[Point placement records]
▬▬▬

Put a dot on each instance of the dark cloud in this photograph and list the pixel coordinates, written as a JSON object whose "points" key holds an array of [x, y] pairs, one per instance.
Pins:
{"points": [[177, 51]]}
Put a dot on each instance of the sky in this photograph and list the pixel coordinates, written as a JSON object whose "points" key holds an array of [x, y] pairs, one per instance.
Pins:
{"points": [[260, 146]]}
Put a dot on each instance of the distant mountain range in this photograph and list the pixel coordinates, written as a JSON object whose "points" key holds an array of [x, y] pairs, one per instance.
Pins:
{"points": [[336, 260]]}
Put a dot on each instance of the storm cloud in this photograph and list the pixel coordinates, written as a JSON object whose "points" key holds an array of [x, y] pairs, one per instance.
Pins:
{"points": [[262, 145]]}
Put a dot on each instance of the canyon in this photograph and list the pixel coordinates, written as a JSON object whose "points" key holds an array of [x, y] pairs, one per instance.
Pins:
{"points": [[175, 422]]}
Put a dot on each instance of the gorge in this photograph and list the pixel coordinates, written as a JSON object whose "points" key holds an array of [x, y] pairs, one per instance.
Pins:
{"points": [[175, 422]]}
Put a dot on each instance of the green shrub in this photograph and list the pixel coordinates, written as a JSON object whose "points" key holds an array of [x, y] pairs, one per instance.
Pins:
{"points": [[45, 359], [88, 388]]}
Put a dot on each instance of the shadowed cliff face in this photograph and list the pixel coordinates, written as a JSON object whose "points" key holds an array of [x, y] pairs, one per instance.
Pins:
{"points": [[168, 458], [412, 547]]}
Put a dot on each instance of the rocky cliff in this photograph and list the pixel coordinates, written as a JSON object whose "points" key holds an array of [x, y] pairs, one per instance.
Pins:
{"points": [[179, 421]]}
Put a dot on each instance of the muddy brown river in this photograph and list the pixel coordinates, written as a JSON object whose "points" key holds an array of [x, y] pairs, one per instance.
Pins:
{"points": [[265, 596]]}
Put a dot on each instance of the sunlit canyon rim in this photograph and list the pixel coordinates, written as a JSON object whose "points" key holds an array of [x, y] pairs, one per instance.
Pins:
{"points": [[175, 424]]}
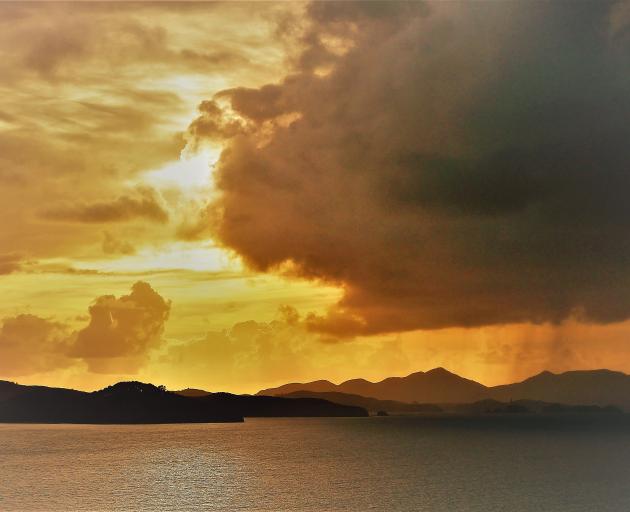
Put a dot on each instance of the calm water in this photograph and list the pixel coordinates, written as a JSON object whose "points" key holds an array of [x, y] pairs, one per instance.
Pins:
{"points": [[352, 464]]}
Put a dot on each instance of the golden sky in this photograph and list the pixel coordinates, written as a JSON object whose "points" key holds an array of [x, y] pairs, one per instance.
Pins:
{"points": [[231, 196]]}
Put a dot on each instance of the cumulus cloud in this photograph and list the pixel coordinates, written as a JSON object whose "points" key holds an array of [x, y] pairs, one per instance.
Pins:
{"points": [[118, 339], [251, 355], [447, 164], [122, 330]]}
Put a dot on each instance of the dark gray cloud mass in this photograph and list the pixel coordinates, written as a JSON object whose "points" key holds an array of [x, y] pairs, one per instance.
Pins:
{"points": [[449, 164]]}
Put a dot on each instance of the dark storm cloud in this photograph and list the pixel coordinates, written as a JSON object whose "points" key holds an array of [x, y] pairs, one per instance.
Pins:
{"points": [[449, 164]]}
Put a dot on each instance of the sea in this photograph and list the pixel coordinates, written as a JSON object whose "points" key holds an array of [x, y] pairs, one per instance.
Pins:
{"points": [[422, 464]]}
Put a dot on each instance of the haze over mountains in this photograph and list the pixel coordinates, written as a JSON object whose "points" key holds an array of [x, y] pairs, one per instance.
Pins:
{"points": [[439, 386]]}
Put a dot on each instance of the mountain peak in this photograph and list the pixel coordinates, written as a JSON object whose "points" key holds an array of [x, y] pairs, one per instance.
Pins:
{"points": [[131, 387]]}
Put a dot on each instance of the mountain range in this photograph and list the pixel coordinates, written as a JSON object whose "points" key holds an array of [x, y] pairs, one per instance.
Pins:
{"points": [[439, 386], [136, 402]]}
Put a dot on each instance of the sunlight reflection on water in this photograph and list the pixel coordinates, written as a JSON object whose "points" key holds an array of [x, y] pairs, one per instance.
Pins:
{"points": [[352, 464]]}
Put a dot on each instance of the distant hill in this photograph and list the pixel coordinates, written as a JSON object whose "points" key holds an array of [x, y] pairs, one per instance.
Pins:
{"points": [[136, 402], [435, 386], [594, 387], [371, 404], [439, 386]]}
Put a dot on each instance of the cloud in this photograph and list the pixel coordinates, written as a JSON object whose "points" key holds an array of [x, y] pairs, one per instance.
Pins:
{"points": [[10, 263], [30, 344], [113, 245], [118, 339], [251, 355], [96, 95], [124, 208], [450, 164], [122, 330]]}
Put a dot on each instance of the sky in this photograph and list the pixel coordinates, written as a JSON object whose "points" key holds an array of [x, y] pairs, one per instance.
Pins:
{"points": [[231, 196]]}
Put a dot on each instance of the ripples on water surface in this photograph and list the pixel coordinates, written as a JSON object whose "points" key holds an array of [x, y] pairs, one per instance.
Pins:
{"points": [[352, 464]]}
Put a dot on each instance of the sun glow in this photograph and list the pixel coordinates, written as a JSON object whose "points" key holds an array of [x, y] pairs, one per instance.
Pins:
{"points": [[189, 173]]}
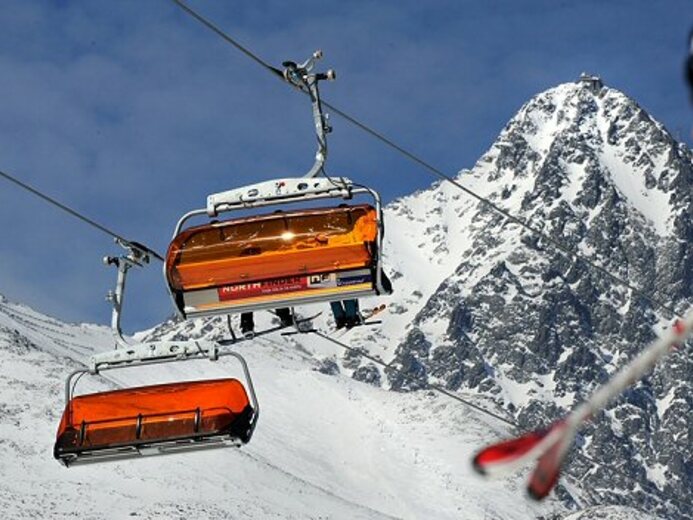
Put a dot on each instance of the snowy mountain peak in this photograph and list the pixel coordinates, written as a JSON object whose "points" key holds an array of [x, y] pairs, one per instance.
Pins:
{"points": [[577, 139], [501, 313]]}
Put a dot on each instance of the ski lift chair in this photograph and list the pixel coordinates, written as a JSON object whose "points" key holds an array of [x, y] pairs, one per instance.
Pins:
{"points": [[285, 258], [156, 419]]}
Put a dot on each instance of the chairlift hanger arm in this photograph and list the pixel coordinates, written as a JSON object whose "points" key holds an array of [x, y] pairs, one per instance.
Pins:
{"points": [[302, 77]]}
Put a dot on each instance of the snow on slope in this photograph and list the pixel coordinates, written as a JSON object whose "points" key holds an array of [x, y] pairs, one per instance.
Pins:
{"points": [[325, 446]]}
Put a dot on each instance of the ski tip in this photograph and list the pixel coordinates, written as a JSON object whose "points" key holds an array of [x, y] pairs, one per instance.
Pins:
{"points": [[478, 466], [506, 454]]}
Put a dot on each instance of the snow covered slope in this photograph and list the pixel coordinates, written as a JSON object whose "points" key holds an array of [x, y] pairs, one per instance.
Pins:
{"points": [[325, 447], [480, 307]]}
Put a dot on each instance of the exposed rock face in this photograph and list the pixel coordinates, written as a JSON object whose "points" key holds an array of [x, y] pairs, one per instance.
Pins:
{"points": [[538, 330]]}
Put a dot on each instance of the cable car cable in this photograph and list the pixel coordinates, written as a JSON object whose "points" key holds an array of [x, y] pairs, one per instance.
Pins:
{"points": [[428, 166], [78, 215]]}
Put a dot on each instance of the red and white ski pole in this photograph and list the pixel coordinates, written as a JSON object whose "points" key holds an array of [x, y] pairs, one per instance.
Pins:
{"points": [[551, 444]]}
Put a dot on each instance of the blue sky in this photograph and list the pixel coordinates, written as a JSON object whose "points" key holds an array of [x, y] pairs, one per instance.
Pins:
{"points": [[132, 112]]}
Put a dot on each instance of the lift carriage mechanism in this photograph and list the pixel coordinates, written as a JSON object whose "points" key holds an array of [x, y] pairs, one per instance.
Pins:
{"points": [[277, 259]]}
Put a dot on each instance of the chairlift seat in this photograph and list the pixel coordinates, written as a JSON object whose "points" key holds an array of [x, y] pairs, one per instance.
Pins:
{"points": [[154, 419], [276, 259]]}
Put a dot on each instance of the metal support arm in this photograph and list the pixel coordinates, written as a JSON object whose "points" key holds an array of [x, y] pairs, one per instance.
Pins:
{"points": [[135, 257], [301, 77]]}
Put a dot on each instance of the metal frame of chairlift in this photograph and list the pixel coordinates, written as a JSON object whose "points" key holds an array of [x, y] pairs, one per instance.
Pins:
{"points": [[291, 190], [147, 354]]}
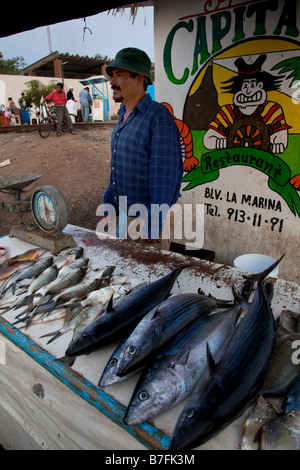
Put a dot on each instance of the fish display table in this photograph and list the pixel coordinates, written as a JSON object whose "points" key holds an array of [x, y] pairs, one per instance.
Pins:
{"points": [[46, 404]]}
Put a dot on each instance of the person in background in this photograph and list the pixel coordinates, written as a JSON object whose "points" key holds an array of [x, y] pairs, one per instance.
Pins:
{"points": [[12, 109], [70, 95], [85, 102], [59, 99], [146, 163], [22, 102]]}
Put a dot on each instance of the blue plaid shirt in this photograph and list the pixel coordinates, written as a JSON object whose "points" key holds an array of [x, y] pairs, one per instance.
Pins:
{"points": [[146, 163]]}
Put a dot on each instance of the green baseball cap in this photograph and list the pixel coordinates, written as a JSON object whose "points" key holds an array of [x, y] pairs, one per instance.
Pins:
{"points": [[132, 59]]}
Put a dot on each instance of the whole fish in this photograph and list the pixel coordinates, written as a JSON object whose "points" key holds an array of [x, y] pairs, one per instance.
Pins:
{"points": [[77, 291], [288, 322], [30, 272], [118, 321], [29, 255], [235, 380], [90, 315], [283, 433], [43, 279], [7, 271], [173, 375], [75, 252], [73, 320], [262, 412], [65, 279], [160, 325], [4, 255], [283, 370], [109, 375]]}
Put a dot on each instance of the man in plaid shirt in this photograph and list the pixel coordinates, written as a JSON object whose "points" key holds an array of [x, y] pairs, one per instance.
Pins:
{"points": [[146, 163]]}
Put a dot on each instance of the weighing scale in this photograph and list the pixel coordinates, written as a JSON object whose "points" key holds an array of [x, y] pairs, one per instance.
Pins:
{"points": [[48, 209]]}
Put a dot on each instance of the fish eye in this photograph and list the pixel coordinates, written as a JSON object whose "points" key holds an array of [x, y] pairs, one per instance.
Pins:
{"points": [[190, 413], [143, 396]]}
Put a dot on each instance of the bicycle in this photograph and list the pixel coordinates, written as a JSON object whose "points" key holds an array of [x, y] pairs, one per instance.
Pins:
{"points": [[46, 124]]}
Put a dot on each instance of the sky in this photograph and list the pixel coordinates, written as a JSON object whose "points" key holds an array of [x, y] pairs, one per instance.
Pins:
{"points": [[108, 35]]}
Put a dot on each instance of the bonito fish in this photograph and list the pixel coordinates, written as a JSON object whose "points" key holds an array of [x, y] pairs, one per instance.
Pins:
{"points": [[235, 380], [174, 373], [283, 432], [118, 321], [160, 325]]}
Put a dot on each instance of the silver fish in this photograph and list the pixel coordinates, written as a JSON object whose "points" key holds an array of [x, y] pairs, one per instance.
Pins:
{"points": [[119, 320], [173, 375], [29, 255], [109, 375], [42, 280], [7, 271], [30, 272], [76, 321], [236, 379], [282, 433], [160, 325], [262, 412], [4, 255]]}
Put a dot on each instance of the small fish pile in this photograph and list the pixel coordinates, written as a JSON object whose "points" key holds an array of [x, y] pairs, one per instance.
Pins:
{"points": [[60, 287], [219, 355], [191, 346]]}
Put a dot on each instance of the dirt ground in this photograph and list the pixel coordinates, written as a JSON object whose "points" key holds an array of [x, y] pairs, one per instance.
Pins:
{"points": [[78, 165]]}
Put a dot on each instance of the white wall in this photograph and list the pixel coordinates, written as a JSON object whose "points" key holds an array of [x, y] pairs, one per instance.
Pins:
{"points": [[197, 37]]}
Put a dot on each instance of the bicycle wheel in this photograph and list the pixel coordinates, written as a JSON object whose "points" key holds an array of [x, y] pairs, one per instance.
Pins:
{"points": [[45, 127]]}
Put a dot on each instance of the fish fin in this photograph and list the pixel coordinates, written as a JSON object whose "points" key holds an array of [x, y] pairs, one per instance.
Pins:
{"points": [[110, 304], [53, 333], [247, 289], [260, 276], [54, 337], [211, 365], [238, 298], [69, 361], [269, 288], [182, 359]]}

▬▬▬

Goal:
Write out, word for word, the line containing "Put a dot on each instance of the small" and every line after it to the end of the data above.

The reply:
Put a dot on each instance of the small fish pile in this photograph and list the pixel coordinates, written as a JSON object whose "points" key holds an array of [x, y] pairs, one per instance.
Pins:
{"points": [[60, 287], [219, 355], [191, 346]]}
Put a dot on each instance of the dirt ground in this photograph and list the pixel coordinates, written as a JSON object whose "points" key holds an array of [x, y] pairs, one per instance.
Pins:
{"points": [[78, 165]]}
Put a dot on each instance of the white wall in this photograph and list the pixel coordinates, written as a JSON object whose "points" key holds an array of [x, y] pairs, one per instance.
Pins:
{"points": [[197, 37]]}
Put a dot on each instance of the bicycle wheel in this photograph and list the pixel coordinates, written as a JSON object whose "points" key holds an array of [x, y] pairs, one per instance.
Pins:
{"points": [[45, 127]]}
Put a dot on each instance of the fish fin in this photograph and list the pixel coordinates, written as a JSON object whose "points" key holds an array of [x, y] pairs, one per instance.
Pins:
{"points": [[110, 304], [53, 333], [247, 289], [260, 276], [54, 337], [211, 365], [238, 298], [69, 361], [269, 288], [182, 359]]}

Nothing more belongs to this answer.